BEGIN Supplied records

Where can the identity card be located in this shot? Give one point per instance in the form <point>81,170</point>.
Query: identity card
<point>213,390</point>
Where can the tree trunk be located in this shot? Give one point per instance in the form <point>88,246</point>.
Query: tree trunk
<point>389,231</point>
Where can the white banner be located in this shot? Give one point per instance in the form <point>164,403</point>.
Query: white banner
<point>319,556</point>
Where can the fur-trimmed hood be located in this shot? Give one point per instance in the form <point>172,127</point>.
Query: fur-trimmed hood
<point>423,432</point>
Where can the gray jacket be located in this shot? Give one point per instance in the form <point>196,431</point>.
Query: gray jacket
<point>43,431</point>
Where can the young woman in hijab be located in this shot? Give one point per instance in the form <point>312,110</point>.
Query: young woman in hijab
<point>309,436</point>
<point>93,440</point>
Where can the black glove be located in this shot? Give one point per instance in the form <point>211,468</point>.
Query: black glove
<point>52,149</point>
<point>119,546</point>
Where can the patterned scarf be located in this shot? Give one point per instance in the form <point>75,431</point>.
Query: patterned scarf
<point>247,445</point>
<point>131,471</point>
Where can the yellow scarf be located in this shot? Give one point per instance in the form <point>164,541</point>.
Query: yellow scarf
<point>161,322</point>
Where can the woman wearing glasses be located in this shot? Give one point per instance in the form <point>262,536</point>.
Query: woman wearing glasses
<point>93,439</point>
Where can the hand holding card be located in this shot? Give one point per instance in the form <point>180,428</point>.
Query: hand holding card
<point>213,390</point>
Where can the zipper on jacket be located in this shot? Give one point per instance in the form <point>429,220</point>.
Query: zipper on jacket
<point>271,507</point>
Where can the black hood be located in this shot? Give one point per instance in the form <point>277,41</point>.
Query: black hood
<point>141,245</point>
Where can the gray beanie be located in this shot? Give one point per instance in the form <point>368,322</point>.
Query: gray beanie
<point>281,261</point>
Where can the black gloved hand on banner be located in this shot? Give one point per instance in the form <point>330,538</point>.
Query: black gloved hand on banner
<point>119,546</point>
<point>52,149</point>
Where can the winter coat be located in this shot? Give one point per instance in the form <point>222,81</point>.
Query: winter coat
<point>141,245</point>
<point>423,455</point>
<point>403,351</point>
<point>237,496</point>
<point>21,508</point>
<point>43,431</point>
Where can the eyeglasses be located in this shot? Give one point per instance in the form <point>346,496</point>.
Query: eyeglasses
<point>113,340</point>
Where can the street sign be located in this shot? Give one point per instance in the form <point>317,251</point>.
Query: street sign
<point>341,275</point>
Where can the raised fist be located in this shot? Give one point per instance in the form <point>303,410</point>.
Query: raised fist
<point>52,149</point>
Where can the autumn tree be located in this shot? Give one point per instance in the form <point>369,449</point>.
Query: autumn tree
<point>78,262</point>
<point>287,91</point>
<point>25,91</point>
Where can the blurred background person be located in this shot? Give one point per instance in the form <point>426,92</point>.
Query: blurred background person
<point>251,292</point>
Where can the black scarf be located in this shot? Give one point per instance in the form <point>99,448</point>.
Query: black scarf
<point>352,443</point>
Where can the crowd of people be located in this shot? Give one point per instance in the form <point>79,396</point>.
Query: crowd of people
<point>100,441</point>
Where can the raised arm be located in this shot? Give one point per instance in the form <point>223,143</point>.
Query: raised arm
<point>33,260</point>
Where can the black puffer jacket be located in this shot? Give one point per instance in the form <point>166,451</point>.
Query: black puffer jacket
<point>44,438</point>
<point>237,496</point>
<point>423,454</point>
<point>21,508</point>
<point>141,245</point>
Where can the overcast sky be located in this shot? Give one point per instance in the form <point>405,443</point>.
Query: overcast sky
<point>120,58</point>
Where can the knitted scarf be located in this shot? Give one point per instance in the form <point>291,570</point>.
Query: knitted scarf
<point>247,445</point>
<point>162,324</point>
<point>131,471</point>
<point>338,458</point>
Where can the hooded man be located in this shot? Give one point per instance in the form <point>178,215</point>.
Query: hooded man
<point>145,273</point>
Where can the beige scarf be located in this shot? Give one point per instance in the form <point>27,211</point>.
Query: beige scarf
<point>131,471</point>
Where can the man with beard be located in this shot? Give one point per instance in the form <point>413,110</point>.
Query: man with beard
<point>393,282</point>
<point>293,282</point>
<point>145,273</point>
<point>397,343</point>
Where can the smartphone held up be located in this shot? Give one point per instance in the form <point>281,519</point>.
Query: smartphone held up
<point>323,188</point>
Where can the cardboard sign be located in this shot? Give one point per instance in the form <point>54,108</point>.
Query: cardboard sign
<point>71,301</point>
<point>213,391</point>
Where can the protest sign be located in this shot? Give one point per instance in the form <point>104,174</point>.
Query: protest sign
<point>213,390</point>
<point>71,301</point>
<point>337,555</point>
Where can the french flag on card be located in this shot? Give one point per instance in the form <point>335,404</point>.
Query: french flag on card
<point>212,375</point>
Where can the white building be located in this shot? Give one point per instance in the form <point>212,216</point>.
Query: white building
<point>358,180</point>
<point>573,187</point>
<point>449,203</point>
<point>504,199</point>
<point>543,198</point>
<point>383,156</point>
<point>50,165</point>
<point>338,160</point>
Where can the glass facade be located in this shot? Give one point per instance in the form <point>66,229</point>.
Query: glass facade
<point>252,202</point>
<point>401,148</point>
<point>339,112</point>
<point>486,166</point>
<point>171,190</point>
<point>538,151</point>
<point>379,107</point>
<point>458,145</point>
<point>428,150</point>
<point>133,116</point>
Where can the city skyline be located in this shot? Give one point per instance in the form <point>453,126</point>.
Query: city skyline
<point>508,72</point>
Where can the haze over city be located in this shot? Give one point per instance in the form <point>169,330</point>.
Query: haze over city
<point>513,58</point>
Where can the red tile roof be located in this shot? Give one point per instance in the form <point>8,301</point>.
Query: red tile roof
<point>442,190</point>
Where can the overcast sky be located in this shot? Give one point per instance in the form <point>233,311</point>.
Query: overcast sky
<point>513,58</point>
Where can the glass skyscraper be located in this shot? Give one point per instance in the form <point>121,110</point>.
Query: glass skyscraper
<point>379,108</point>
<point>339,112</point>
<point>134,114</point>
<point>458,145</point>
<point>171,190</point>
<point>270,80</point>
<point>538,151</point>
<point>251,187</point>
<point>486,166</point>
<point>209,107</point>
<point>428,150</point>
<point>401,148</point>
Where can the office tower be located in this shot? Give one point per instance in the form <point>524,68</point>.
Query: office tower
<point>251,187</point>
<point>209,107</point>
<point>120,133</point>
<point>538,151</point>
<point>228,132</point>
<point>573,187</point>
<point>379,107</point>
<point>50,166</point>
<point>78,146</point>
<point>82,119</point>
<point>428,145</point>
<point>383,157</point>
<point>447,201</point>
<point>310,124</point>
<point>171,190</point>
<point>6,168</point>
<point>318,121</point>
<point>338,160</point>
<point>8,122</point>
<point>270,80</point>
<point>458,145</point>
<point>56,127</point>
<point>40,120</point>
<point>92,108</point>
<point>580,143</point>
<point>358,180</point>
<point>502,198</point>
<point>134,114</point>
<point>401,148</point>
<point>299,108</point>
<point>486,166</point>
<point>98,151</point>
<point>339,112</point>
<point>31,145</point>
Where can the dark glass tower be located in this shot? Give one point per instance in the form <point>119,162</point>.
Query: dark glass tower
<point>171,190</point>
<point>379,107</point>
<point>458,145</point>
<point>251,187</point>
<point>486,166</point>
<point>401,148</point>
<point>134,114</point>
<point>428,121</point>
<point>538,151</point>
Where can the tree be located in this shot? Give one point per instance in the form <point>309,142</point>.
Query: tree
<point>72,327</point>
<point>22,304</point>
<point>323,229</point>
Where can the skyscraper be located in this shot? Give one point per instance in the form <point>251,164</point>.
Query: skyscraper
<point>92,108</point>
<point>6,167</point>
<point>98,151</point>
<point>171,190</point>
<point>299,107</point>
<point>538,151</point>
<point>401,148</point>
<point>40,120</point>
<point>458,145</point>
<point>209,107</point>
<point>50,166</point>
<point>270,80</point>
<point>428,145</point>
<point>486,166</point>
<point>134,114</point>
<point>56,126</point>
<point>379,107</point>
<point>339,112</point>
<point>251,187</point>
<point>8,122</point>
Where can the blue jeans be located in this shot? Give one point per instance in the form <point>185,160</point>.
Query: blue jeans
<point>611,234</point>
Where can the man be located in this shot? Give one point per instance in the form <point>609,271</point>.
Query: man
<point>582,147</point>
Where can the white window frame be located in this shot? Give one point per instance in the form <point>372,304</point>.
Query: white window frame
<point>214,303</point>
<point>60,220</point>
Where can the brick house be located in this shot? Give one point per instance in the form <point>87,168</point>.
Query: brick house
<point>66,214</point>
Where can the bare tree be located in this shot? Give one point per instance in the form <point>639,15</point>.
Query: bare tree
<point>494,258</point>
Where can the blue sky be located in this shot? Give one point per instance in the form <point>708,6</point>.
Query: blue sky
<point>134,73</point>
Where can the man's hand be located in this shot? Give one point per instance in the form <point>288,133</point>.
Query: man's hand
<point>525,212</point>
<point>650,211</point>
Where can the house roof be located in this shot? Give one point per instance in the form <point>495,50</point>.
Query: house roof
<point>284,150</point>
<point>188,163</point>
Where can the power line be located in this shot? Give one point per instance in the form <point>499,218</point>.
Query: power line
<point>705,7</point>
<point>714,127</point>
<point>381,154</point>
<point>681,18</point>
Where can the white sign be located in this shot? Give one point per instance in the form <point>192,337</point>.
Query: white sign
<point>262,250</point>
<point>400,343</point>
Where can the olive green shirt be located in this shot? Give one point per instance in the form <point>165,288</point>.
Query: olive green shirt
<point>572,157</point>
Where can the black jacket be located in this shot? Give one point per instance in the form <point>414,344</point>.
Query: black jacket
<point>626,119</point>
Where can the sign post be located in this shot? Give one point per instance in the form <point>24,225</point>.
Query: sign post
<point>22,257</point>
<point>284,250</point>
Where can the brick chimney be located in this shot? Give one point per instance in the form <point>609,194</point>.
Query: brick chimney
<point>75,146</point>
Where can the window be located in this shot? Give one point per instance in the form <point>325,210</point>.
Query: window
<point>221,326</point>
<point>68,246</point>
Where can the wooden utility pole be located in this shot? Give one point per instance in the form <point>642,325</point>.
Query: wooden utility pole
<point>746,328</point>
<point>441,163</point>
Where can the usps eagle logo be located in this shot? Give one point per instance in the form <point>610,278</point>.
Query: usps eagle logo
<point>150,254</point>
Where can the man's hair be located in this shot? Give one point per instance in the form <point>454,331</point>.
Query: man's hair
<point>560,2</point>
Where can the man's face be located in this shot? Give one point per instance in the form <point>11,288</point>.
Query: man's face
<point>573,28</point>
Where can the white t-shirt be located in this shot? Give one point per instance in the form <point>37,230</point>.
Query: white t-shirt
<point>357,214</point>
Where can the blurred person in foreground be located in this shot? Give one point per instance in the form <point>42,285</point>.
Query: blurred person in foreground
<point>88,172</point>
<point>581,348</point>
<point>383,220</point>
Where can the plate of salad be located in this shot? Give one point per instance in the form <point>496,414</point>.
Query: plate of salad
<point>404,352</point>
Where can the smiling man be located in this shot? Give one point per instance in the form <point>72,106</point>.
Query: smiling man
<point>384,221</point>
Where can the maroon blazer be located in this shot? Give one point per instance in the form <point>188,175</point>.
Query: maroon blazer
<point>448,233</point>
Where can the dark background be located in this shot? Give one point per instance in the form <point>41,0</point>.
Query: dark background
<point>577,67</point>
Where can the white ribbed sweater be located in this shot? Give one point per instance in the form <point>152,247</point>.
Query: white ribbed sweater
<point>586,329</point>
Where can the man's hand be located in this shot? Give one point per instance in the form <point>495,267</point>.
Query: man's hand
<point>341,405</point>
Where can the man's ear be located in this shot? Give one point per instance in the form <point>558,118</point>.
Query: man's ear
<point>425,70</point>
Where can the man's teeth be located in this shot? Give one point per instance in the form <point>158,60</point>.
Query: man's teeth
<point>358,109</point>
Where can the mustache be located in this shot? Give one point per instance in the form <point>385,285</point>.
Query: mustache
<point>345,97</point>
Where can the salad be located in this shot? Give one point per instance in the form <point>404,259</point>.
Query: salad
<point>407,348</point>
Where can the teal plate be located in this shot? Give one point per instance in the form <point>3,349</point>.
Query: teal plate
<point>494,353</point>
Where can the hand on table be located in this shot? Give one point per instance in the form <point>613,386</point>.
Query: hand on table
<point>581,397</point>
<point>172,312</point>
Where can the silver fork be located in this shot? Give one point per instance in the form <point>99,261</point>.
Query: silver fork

END Supplied records

[What needs to be done]
Take each line above that holds the string "fork" and copy it.

[Solution to the exercise]
Where can the silver fork be located in this shot? Give one point per instance in the form <point>99,261</point>.
Query: silver fork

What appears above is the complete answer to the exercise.